- _Your objective_: Print all of the following items line for line, leaving out the pictures.

————

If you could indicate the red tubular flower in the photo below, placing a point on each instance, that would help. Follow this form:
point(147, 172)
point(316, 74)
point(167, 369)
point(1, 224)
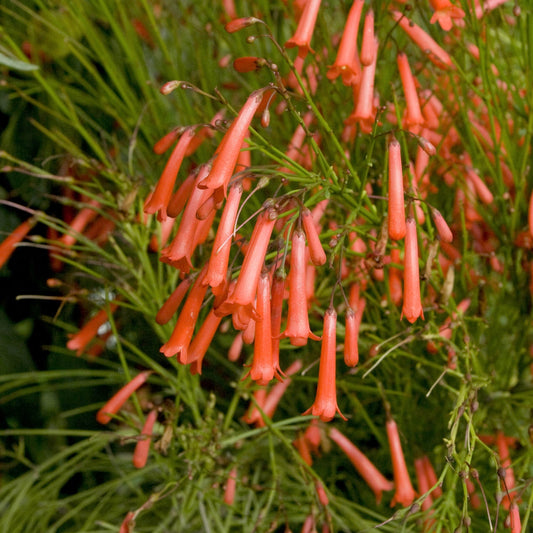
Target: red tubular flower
point(218, 262)
point(201, 341)
point(88, 332)
point(351, 339)
point(373, 477)
point(413, 118)
point(180, 250)
point(263, 370)
point(405, 494)
point(180, 339)
point(304, 31)
point(158, 201)
point(426, 43)
point(114, 404)
point(445, 11)
point(230, 146)
point(142, 448)
point(325, 404)
point(298, 330)
point(10, 242)
point(316, 250)
point(347, 61)
point(396, 204)
point(364, 114)
point(231, 487)
point(246, 286)
point(173, 302)
point(412, 304)
point(367, 46)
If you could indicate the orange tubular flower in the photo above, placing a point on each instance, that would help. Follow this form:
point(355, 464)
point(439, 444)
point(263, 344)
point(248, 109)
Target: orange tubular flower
point(373, 477)
point(180, 339)
point(88, 332)
point(426, 43)
point(413, 118)
point(325, 404)
point(263, 370)
point(119, 399)
point(304, 31)
point(142, 448)
point(230, 146)
point(405, 494)
point(246, 286)
point(367, 46)
point(347, 61)
point(298, 330)
point(445, 11)
point(180, 250)
point(316, 250)
point(158, 201)
point(396, 220)
point(218, 262)
point(412, 305)
point(364, 110)
point(10, 242)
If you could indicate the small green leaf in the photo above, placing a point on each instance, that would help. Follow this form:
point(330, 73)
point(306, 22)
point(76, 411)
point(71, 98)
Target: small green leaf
point(16, 64)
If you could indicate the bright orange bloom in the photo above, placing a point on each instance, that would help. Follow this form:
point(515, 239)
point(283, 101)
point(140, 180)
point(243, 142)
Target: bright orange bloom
point(218, 262)
point(298, 330)
point(9, 244)
point(230, 146)
point(114, 404)
point(88, 332)
point(347, 61)
point(423, 40)
point(412, 305)
point(142, 448)
point(180, 339)
point(373, 477)
point(325, 404)
point(405, 494)
point(304, 31)
point(396, 220)
point(413, 118)
point(367, 46)
point(445, 11)
point(263, 370)
point(159, 199)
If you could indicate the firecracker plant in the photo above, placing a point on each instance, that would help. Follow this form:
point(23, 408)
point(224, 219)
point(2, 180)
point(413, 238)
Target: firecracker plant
point(266, 266)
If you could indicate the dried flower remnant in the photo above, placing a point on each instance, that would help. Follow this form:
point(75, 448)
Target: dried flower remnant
point(114, 404)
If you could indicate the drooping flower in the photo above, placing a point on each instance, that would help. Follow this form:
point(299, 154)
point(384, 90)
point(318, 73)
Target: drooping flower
point(347, 61)
point(298, 330)
point(373, 477)
point(142, 448)
point(396, 206)
point(405, 493)
point(306, 25)
point(445, 12)
point(9, 244)
point(325, 404)
point(412, 304)
point(114, 404)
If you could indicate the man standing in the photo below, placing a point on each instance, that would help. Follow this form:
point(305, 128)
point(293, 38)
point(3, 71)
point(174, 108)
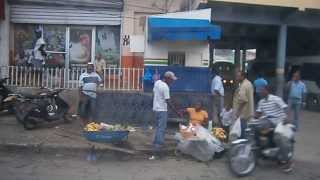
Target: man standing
point(161, 97)
point(259, 83)
point(217, 92)
point(100, 64)
point(88, 82)
point(296, 91)
point(274, 109)
point(39, 52)
point(243, 101)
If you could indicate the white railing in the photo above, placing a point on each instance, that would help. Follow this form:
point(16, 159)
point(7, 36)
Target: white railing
point(127, 79)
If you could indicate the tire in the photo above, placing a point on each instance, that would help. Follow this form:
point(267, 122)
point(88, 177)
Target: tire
point(29, 124)
point(239, 164)
point(312, 103)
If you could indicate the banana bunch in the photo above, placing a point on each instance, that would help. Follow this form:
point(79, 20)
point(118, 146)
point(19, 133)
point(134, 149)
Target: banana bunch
point(92, 127)
point(219, 133)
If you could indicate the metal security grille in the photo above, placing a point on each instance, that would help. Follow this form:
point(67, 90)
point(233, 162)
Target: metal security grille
point(37, 14)
point(177, 58)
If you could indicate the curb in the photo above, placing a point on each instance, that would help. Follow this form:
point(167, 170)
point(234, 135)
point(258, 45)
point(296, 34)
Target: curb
point(39, 148)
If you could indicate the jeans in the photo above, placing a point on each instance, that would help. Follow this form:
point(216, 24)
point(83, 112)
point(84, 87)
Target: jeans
point(87, 107)
point(244, 125)
point(160, 125)
point(295, 107)
point(218, 103)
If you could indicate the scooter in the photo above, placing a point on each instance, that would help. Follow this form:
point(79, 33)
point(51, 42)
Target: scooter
point(7, 98)
point(45, 107)
point(244, 153)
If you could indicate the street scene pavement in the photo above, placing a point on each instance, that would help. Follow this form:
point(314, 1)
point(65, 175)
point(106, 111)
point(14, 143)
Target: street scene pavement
point(25, 164)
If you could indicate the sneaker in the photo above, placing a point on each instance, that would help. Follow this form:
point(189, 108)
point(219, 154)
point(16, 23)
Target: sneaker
point(151, 158)
point(287, 167)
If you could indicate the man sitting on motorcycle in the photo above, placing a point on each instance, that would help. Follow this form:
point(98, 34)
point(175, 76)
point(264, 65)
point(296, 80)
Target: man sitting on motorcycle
point(271, 111)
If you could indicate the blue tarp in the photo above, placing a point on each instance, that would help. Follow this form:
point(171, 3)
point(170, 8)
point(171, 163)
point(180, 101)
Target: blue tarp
point(182, 29)
point(190, 79)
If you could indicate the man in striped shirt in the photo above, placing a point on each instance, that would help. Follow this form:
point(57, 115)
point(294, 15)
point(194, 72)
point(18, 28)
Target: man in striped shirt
point(271, 106)
point(275, 111)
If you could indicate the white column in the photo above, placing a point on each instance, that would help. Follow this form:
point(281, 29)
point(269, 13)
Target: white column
point(4, 37)
point(281, 58)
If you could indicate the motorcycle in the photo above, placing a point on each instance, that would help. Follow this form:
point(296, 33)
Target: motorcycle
point(7, 98)
point(47, 106)
point(244, 153)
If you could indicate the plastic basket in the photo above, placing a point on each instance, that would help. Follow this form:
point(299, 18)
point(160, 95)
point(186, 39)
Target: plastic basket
point(106, 136)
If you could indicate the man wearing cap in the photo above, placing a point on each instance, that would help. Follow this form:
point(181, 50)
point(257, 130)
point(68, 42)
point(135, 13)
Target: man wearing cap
point(161, 97)
point(88, 82)
point(39, 52)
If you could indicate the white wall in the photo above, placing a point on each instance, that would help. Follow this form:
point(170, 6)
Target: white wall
point(4, 38)
point(194, 14)
point(197, 52)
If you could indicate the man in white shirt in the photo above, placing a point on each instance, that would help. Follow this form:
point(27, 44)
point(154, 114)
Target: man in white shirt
point(39, 52)
point(100, 64)
point(217, 91)
point(161, 96)
point(88, 83)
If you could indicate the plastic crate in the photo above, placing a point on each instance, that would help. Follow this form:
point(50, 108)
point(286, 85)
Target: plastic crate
point(106, 136)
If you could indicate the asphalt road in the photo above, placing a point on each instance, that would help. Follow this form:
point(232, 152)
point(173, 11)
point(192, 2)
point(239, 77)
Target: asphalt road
point(15, 166)
point(32, 166)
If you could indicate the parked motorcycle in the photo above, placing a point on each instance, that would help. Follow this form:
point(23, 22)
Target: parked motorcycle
point(244, 153)
point(7, 98)
point(47, 106)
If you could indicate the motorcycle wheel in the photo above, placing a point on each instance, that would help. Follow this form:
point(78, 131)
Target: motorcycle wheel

————

- _Response below_:
If you could indicate the red tubular flower in the photo below, placing a point on each instance, that would help. Follow this form:
point(147, 172)
point(316, 74)
point(167, 369)
point(1, 224)
Target: red tubular flower
point(218, 262)
point(201, 341)
point(88, 332)
point(351, 339)
point(373, 477)
point(413, 118)
point(180, 250)
point(263, 370)
point(405, 494)
point(180, 339)
point(304, 31)
point(158, 201)
point(426, 43)
point(114, 404)
point(445, 11)
point(230, 146)
point(142, 448)
point(325, 404)
point(298, 330)
point(10, 242)
point(316, 250)
point(347, 61)
point(396, 204)
point(364, 114)
point(231, 487)
point(246, 286)
point(173, 302)
point(412, 304)
point(367, 46)
If you could indicate the orange tubular flower in the photo above, placing a point on each instance, that would help. Follow this form:
point(355, 464)
point(439, 444)
point(263, 344)
point(248, 109)
Target: orange tubular flower
point(373, 477)
point(180, 339)
point(88, 332)
point(426, 43)
point(413, 118)
point(325, 404)
point(263, 370)
point(119, 399)
point(304, 31)
point(142, 448)
point(230, 146)
point(405, 494)
point(246, 286)
point(367, 46)
point(347, 61)
point(298, 330)
point(445, 11)
point(180, 250)
point(316, 250)
point(158, 201)
point(396, 220)
point(218, 262)
point(412, 305)
point(364, 110)
point(10, 242)
If you could indicate the small green leaf in the photo above, placing a point on each instance, that would help. Follow this form:
point(330, 73)
point(306, 22)
point(76, 411)
point(71, 98)
Target: small green leaf
point(16, 64)
If you could indicate the bright orange bloom in the photo above, placing a point on each instance, that would help. Follow this form:
point(515, 239)
point(283, 101)
point(140, 180)
point(243, 142)
Target: bright orange bloom
point(218, 262)
point(298, 330)
point(9, 244)
point(230, 146)
point(114, 404)
point(88, 332)
point(347, 61)
point(423, 40)
point(412, 305)
point(142, 448)
point(180, 339)
point(373, 477)
point(325, 404)
point(405, 494)
point(304, 31)
point(396, 220)
point(413, 118)
point(367, 46)
point(445, 11)
point(263, 370)
point(159, 199)
If you could indicate the firecracker plant in the photo above, placing a point on each instance, that would help. Follow this form:
point(23, 408)
point(224, 219)
point(2, 180)
point(413, 238)
Target: firecracker plant
point(266, 266)
If you could indicate the dried flower remnant in the photo above, placing a point on each instance, that would help. Follow this form:
point(75, 448)
Target: dried flower remnant
point(114, 404)
If you could indicate the drooping flower in the photo above, placing a point on each instance, that would help. Follow this form:
point(299, 154)
point(384, 90)
point(318, 73)
Target: drooping flower
point(347, 61)
point(298, 330)
point(373, 477)
point(142, 448)
point(396, 206)
point(405, 493)
point(306, 25)
point(445, 12)
point(9, 244)
point(325, 404)
point(412, 304)
point(114, 404)
If you could indicate the man standing in the photo below, placing a point on each instance, that would help. Follow this form:
point(305, 128)
point(293, 38)
point(3, 71)
point(174, 108)
Target: man standing
point(161, 97)
point(259, 83)
point(217, 92)
point(100, 64)
point(88, 82)
point(296, 91)
point(274, 109)
point(39, 52)
point(243, 101)
If you could indicate the white railing in the photo above, placing a point on each instance, that would help. Follow this form:
point(16, 159)
point(7, 36)
Target: white railing
point(127, 79)
If you could indicate the tire in the photo above, placing a point on each instance, that would help. Follow this form:
point(267, 122)
point(88, 177)
Target: tire
point(29, 124)
point(239, 164)
point(312, 103)
If you could indicate the banana bunch in the photo above, placing a point on each instance, that would help. Follow this form:
point(79, 20)
point(118, 146)
point(19, 133)
point(134, 149)
Target: banana bunch
point(92, 127)
point(219, 133)
If you could indicate the metal security grille in the photo above, placing a point on each instance, that would help. Follow this form:
point(67, 90)
point(233, 162)
Target: metal security grille
point(37, 14)
point(177, 58)
If you could indicate the curb in the photo above, placing a point on each instance, that would help. Follow this form:
point(167, 170)
point(234, 135)
point(258, 45)
point(296, 34)
Target: curb
point(39, 148)
If you could indicate the jeans in the photo above, placing a point on each instance, that would help. Follow this form:
point(216, 24)
point(83, 112)
point(84, 87)
Target: jeans
point(87, 107)
point(244, 125)
point(160, 125)
point(295, 107)
point(218, 103)
If you could indicate the scooter in the photo above, placing a point on each instance, that would help. Follow this form:
point(79, 33)
point(51, 42)
Target: scooter
point(7, 98)
point(45, 107)
point(244, 153)
If you could indicate the street scene pavement in the photo above, placing a point on each instance, that would help. Follow this form:
point(314, 1)
point(65, 175)
point(106, 111)
point(14, 143)
Target: street scene pavement
point(25, 164)
If you could indicate the sneaker in the photo above, placing a point on each instance, that would help. Follow this form:
point(189, 108)
point(219, 154)
point(16, 23)
Target: sneaker
point(151, 158)
point(287, 167)
If you could indicate the man sitting on motorcycle in the photo above, placing a point on each instance, that would help. Follow this form:
point(98, 34)
point(175, 76)
point(264, 65)
point(296, 80)
Target: man sitting on motorcycle
point(271, 111)
If you could indicate the blue tarp in the photo above, placing a point on each instance, that would help. Follow this form:
point(171, 3)
point(170, 8)
point(171, 163)
point(180, 101)
Target: blue tarp
point(182, 29)
point(190, 79)
If you could indicate the man in striped shirt in the photo above, placing a point on each instance, that would help. Follow this form:
point(57, 115)
point(294, 15)
point(194, 72)
point(18, 28)
Target: man in striped shirt
point(271, 106)
point(275, 111)
If you could indicate the white column in the photo above, placing a point on each instance, that would help. Follow this form:
point(281, 29)
point(269, 13)
Target: white column
point(4, 37)
point(281, 58)
If you could indicate the motorcycle in the photo above, placing a point on each instance, that would help. Follow this form:
point(296, 33)
Target: motorcycle
point(7, 98)
point(47, 106)
point(244, 153)
If you could indicate the plastic basket in the photo above, placing a point on each instance, that would help. Follow this form:
point(299, 18)
point(160, 95)
point(186, 39)
Target: plastic basket
point(106, 136)
If you could indicate the man wearing cap in the photo above, placing a point on each instance, that would help. Follow this form:
point(181, 50)
point(257, 130)
point(68, 42)
point(135, 13)
Target: man wearing cap
point(161, 97)
point(88, 82)
point(39, 52)
If you could indicate the white wall in the photo above, placing a point on each instance, that would help. Follow this form:
point(170, 6)
Target: white wall
point(4, 38)
point(194, 14)
point(197, 52)
If you could indicate the man in white shirt in the photo above, placing a point on each instance, that would help. Follow this form:
point(27, 44)
point(154, 114)
Target: man in white shirt
point(39, 52)
point(100, 64)
point(217, 91)
point(161, 96)
point(88, 83)
If you could indicate the plastic crate in the photo above, placing a point on each instance, that would help. Follow this form:
point(50, 108)
point(286, 85)
Target: plastic crate
point(106, 136)
If you could indicate the asphalt road in the photo above, placing a point on each instance, that would help. Follow this form:
point(232, 152)
point(173, 11)
point(192, 2)
point(239, 77)
Target: asphalt road
point(15, 166)
point(32, 166)
If you could indicate the parked motorcycle in the photo above, placing a point on each instance, that would help. Follow this form:
point(23, 22)
Target: parked motorcycle
point(244, 153)
point(7, 98)
point(47, 106)
If you could indicate the motorcycle wheel in the photo above, placing a point on each instance, that would help. Follow this form:
point(78, 131)
Target: motorcycle wheel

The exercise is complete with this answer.